* _Work to complete_
Among the entries below, find every line that has "woman" and pull it out.

Extracted records

_ _ _ _ _

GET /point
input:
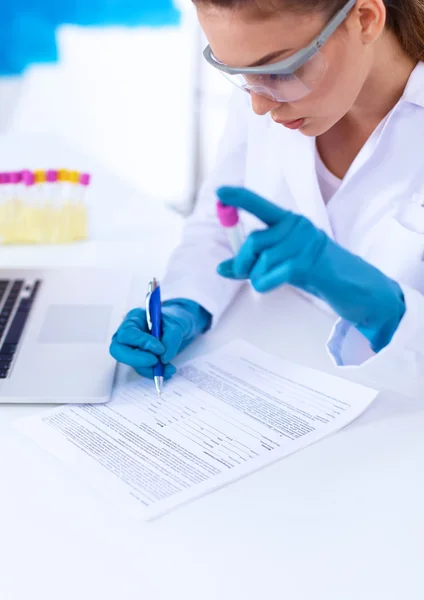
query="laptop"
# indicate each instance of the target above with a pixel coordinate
(55, 331)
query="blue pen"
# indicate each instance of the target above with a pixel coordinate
(154, 323)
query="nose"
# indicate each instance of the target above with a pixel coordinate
(262, 105)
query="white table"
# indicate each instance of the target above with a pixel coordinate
(341, 520)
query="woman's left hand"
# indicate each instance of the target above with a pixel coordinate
(293, 251)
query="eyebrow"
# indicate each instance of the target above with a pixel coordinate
(269, 57)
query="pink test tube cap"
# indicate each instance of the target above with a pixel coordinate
(227, 215)
(15, 177)
(85, 179)
(28, 177)
(51, 176)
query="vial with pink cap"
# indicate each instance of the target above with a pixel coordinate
(84, 180)
(229, 219)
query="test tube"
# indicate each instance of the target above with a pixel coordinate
(229, 219)
(16, 200)
(2, 207)
(85, 180)
(27, 211)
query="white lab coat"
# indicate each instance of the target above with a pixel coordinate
(279, 164)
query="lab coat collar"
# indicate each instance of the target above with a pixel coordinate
(414, 90)
(296, 160)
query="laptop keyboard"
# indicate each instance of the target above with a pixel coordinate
(16, 300)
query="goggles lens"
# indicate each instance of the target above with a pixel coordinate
(282, 87)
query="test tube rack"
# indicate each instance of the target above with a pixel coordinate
(43, 207)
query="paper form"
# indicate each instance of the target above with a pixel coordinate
(222, 417)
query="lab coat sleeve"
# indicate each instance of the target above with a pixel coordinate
(400, 365)
(191, 271)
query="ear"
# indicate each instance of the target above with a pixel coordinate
(371, 19)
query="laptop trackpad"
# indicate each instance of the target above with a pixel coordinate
(74, 324)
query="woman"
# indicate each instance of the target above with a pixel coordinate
(333, 152)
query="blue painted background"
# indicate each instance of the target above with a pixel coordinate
(28, 27)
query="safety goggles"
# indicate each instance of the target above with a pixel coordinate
(290, 79)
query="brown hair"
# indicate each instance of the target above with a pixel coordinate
(404, 17)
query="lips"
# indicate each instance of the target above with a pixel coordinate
(292, 124)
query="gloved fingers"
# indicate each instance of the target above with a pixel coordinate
(169, 372)
(129, 334)
(225, 269)
(260, 242)
(277, 255)
(274, 278)
(132, 356)
(172, 339)
(238, 197)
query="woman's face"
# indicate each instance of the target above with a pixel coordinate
(244, 37)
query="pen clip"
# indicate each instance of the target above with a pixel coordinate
(148, 316)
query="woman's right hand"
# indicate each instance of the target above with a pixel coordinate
(133, 345)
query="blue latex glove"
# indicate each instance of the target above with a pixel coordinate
(293, 251)
(182, 322)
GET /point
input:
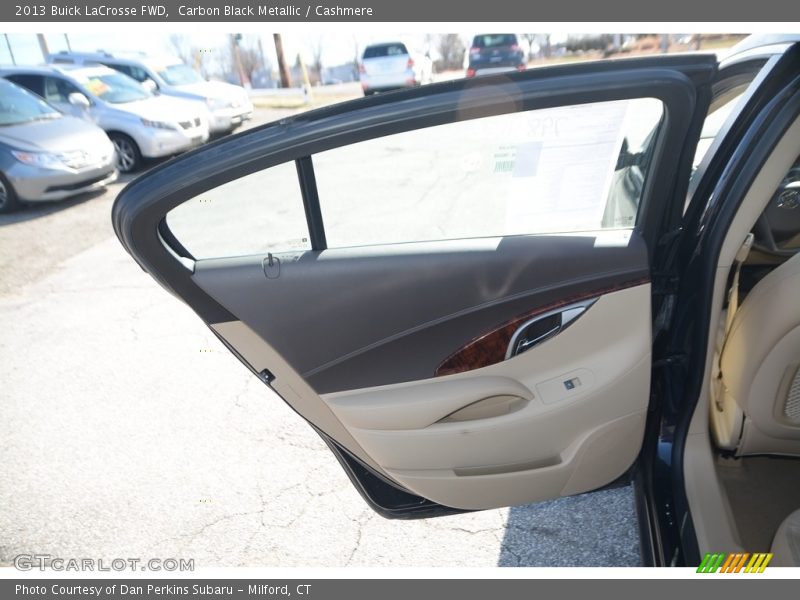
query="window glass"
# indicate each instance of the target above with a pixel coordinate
(18, 106)
(34, 83)
(112, 86)
(58, 90)
(259, 213)
(494, 40)
(566, 169)
(179, 74)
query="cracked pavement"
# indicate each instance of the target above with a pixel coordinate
(127, 430)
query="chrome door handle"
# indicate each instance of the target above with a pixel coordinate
(545, 326)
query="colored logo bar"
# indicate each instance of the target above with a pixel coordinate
(739, 562)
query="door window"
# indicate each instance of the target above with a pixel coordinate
(58, 90)
(260, 213)
(566, 169)
(33, 83)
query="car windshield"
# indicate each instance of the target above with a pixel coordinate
(179, 74)
(494, 40)
(383, 50)
(19, 106)
(114, 88)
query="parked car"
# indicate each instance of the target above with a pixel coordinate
(391, 66)
(45, 155)
(494, 53)
(228, 105)
(140, 124)
(525, 342)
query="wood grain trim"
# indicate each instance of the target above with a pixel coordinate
(490, 348)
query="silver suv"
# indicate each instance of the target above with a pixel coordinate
(228, 106)
(139, 123)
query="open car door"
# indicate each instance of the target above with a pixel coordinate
(452, 284)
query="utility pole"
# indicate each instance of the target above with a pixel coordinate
(43, 46)
(10, 51)
(237, 57)
(283, 69)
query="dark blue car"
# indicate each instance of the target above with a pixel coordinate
(495, 53)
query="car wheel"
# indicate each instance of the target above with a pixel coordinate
(129, 158)
(9, 201)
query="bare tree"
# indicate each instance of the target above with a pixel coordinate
(197, 58)
(283, 68)
(451, 51)
(317, 43)
(245, 57)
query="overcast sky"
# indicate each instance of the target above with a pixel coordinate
(337, 48)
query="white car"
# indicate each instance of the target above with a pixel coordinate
(139, 123)
(390, 65)
(227, 105)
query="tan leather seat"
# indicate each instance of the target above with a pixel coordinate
(756, 399)
(786, 545)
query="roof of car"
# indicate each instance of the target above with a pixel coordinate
(54, 69)
(127, 57)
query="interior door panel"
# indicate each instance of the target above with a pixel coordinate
(544, 446)
(391, 314)
(469, 373)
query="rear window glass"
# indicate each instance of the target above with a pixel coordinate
(565, 169)
(382, 50)
(493, 40)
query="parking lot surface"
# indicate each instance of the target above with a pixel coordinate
(127, 430)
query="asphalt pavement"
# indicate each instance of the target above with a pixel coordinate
(126, 429)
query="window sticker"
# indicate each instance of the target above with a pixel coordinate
(566, 170)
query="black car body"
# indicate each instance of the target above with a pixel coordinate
(470, 371)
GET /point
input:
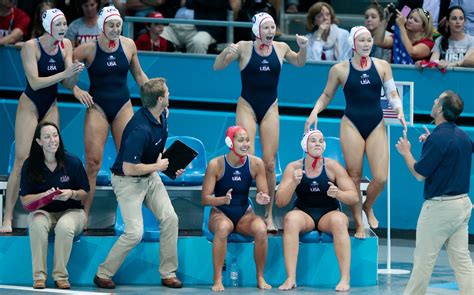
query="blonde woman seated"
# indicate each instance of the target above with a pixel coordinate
(320, 184)
(229, 178)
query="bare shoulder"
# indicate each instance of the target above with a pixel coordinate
(215, 165)
(381, 64)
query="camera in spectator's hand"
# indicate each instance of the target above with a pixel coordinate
(391, 8)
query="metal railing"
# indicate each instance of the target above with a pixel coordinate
(230, 25)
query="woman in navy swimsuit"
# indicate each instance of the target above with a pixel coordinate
(226, 188)
(108, 101)
(320, 184)
(47, 60)
(362, 126)
(260, 64)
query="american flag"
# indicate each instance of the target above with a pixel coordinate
(400, 54)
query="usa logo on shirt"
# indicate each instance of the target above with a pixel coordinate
(64, 178)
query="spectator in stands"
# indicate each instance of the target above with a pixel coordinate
(108, 61)
(48, 169)
(320, 185)
(198, 38)
(13, 23)
(152, 40)
(438, 10)
(451, 49)
(415, 34)
(37, 29)
(468, 7)
(301, 6)
(445, 168)
(326, 41)
(260, 63)
(135, 180)
(362, 127)
(231, 210)
(47, 61)
(374, 16)
(85, 29)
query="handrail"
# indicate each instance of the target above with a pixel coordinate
(130, 20)
(199, 22)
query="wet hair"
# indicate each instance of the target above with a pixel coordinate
(314, 11)
(452, 105)
(151, 90)
(447, 32)
(36, 158)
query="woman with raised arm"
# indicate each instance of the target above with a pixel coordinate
(108, 61)
(362, 126)
(260, 63)
(47, 61)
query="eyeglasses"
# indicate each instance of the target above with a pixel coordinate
(425, 12)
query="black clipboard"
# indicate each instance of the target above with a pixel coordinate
(179, 156)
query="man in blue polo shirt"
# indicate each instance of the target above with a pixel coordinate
(445, 165)
(135, 180)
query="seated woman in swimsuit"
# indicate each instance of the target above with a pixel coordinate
(47, 61)
(226, 188)
(362, 127)
(320, 184)
(260, 64)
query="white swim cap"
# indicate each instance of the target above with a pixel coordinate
(49, 16)
(258, 20)
(304, 140)
(356, 31)
(107, 13)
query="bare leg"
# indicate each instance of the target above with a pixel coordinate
(246, 118)
(353, 146)
(377, 154)
(335, 223)
(252, 225)
(221, 226)
(25, 125)
(269, 136)
(95, 134)
(296, 221)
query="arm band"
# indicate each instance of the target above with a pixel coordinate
(388, 87)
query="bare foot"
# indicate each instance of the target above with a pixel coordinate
(270, 226)
(288, 285)
(6, 227)
(360, 232)
(218, 287)
(373, 222)
(343, 286)
(262, 284)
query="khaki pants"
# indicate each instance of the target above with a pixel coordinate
(66, 225)
(442, 223)
(131, 192)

_ _ _ _ _

* _Task solution_
query="woman's left hand"
query="woman"
query="woman's face"
query="woman's right hand"
query="blonde woman seated"
query="woman in navy swimsuit"
query="woman with raised arm"
query="seated woman in swimsuit"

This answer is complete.